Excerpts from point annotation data
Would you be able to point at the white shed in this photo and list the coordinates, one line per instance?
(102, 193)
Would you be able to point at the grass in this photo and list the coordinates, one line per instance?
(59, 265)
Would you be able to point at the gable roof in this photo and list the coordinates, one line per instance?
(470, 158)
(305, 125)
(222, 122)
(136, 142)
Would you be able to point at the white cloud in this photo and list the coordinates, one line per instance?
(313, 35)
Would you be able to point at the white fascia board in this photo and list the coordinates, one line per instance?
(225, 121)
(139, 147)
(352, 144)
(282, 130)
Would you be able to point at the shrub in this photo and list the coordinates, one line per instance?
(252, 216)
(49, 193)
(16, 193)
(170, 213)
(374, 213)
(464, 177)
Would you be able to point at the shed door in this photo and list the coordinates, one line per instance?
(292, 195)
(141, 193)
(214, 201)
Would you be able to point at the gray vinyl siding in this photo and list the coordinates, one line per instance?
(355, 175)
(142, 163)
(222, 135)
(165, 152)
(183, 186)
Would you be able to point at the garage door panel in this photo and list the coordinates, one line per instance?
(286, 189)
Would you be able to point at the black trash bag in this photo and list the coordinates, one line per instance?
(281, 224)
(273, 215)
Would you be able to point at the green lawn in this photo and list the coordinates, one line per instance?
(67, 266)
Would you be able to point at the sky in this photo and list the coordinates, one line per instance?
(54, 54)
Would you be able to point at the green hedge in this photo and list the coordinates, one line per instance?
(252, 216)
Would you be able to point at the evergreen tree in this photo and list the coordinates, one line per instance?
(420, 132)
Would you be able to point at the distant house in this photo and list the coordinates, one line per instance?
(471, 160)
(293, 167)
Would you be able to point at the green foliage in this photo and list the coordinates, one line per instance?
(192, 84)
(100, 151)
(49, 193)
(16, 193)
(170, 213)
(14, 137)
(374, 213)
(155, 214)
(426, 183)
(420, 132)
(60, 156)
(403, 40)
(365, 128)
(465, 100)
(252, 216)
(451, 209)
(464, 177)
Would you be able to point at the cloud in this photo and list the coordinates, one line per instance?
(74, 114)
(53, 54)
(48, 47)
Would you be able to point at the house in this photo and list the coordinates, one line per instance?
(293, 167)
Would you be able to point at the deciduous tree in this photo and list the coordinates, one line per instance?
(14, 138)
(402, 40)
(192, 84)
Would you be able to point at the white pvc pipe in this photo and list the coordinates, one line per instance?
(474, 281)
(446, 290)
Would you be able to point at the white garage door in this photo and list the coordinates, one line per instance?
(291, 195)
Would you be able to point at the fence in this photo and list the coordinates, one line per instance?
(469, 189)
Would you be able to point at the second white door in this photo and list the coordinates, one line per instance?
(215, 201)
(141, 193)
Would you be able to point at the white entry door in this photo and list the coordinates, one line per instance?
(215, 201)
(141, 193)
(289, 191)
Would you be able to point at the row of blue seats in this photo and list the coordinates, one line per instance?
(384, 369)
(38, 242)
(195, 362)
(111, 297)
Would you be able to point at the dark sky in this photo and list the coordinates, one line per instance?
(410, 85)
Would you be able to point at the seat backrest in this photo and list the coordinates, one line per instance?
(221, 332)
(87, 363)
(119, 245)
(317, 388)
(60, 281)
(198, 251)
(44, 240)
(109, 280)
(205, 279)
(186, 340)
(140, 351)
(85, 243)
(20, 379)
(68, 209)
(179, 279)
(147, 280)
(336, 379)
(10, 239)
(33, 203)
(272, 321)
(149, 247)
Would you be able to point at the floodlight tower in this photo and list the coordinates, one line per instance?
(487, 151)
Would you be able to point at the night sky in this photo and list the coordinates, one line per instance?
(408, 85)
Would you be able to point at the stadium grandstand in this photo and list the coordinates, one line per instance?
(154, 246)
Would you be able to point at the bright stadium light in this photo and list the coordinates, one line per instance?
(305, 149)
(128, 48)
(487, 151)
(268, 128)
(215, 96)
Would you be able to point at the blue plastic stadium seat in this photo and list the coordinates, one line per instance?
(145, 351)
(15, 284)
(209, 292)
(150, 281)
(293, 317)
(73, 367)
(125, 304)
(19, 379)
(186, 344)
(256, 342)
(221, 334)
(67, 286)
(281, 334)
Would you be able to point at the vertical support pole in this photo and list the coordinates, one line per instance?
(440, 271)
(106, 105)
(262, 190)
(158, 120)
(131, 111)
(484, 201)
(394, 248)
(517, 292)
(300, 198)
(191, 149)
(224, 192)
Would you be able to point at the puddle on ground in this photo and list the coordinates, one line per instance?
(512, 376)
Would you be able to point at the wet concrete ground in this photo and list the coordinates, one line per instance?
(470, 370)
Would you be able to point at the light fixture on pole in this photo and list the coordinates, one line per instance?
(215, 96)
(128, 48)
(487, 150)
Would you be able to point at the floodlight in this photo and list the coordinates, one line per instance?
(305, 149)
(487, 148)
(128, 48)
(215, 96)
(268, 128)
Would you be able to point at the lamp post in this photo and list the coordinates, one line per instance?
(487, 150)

▶ _REQUIREMENTS_
The full set of records should be duplicated exactly.

▶ _RESPONSE FOR THIS EXERCISE_
Would you be able to point at the white shed in this photo and list the coordinates, one line per instance?
(102, 193)
Would you be able to point at the grass in this photo and list the coordinates, one line per instance?
(59, 265)
Would you be able to point at the gable roof in this photo and list the coordinates, one line per instance?
(470, 158)
(305, 125)
(222, 122)
(136, 142)
Would you be able to point at the white cloud in this photo and list the coordinates, one line per instance?
(313, 35)
Would you be able to point at the white fascia board in this photo and list the coordinates, one line per instance?
(225, 121)
(139, 147)
(352, 144)
(282, 130)
Would you be able to point at the shrub in this photo and list the coordinates, one line per instance?
(252, 216)
(49, 193)
(16, 193)
(170, 213)
(374, 213)
(464, 177)
Would you be able to point at the shed door in this photo and list the coordinates, one line per instance?
(292, 195)
(141, 193)
(214, 201)
Would you be able to point at the gray vinyl siding in this photo and list the coordinates, one line per instance?
(355, 175)
(142, 163)
(222, 135)
(165, 152)
(183, 186)
Would you be able to point at the garage door panel in this photo and list the coordinates, one line per instance?
(286, 189)
Would you be able to point at the black trash bag in this photo and list the coordinates, one line per instance?
(281, 224)
(273, 215)
Would you be able to point at the green lawn in this photo and list the coordinates, one line per instance?
(67, 266)
Would you be able to point at the sky in this photo and list the coordinates, one line per instance?
(54, 54)
Would you be able to point at the green hedge in this photo and list the coordinates, one line per instance?
(252, 216)
Would you be able to point at the evergreen tree in this photo and list the coordinates, one line per instance?
(420, 132)
Would you be able to point at the distant house in this photo and list the coordinates, one line per instance?
(471, 160)
(293, 167)
Would you be able to point at the green foliage in this photo and list the coordinates, one line per instance?
(192, 84)
(100, 151)
(49, 193)
(16, 193)
(170, 213)
(14, 137)
(374, 213)
(155, 214)
(426, 183)
(420, 132)
(60, 156)
(403, 40)
(365, 128)
(465, 100)
(252, 216)
(451, 209)
(464, 177)
Would you be able to point at the cloud in this photo and list the coordinates, one line per instance?
(74, 114)
(53, 54)
(48, 47)
Would you be able to point at the house in this photo and list the coordinates, one line per instance?
(293, 167)
Would you be able to point at the deciduous tree in this photo and list the coordinates, one line per instance?
(14, 138)
(402, 40)
(192, 84)
Would you be able to point at the white pvc pipe in this photo and list the coordinates, one line per instance?
(474, 281)
(446, 290)
Would you be able to point at the white garage door in this photo and list the coordinates, one line per instance?
(291, 195)
Would you be able to point at the fence in this photo and list the coordinates, one line per instance?
(469, 189)
Would you be able to point at the second white door in this photo and list the coordinates, one line per instance?
(215, 201)
(141, 193)
Would you be able to point at the white entry door in this photo and list the coordinates, one line per instance?
(215, 201)
(141, 193)
(289, 191)
Would you be able to point at the row of blue seats in this photo and list the coordinates, one line per instance?
(384, 369)
(38, 242)
(195, 362)
(111, 297)
Would you be able to point at the dark sky in this photo and list the coordinates, one line per instance?
(410, 85)
Would you be able to point at the seat backrest in this photo and list the coordinates, one line per instance?
(221, 332)
(87, 363)
(119, 245)
(317, 388)
(60, 281)
(198, 251)
(44, 240)
(109, 280)
(205, 279)
(186, 340)
(140, 351)
(85, 243)
(20, 379)
(68, 209)
(179, 279)
(147, 280)
(336, 379)
(10, 239)
(33, 203)
(272, 321)
(149, 247)
Would you be able to point at the floodlight tower in this photo and list the coordinates, one line per instance?
(487, 151)
Would you be able to point at the night sky in this photo and list the coordinates, one line per instance?
(408, 85)
Would you be able to point at the stadium grandstand in this photo and list the coordinates, one line per instance?
(154, 246)
Would you be able to point at the bright stadium light in this photo and list the coordinates, one line per instance?
(305, 149)
(128, 48)
(487, 151)
(268, 128)
(215, 96)
Would you be able to point at the blue plastic stadium seat in this photo and list the coordinates, one line per instance?
(145, 351)
(15, 284)
(209, 292)
(150, 281)
(293, 317)
(73, 367)
(125, 304)
(19, 379)
(186, 344)
(256, 342)
(221, 334)
(67, 286)
(281, 334)
Would you be able to point at the vertical support pole in this photo and list the coordinates, one line per instance?
(440, 271)
(106, 105)
(262, 190)
(158, 120)
(131, 111)
(484, 201)
(394, 248)
(517, 292)
(300, 198)
(191, 149)
(224, 192)
Would you be able to point at the puddle on ground in this photo and list the coordinates, one line per instance?
(512, 376)
Would you be able to point at the wet concrete ground in this photo and list the coordinates, one line per instance?
(470, 370)
Would you be able to point at the light fixture on pole in this photo and list the coordinates, one line per instance?
(215, 96)
(128, 48)
(487, 150)
Would you be able to point at the floodlight in this photo and list the coordinates, one line per instance?
(305, 149)
(487, 148)
(128, 48)
(215, 96)
(268, 128)
Would you be able to point at the lamp post in this photo and list the coordinates, one line per instance?
(487, 150)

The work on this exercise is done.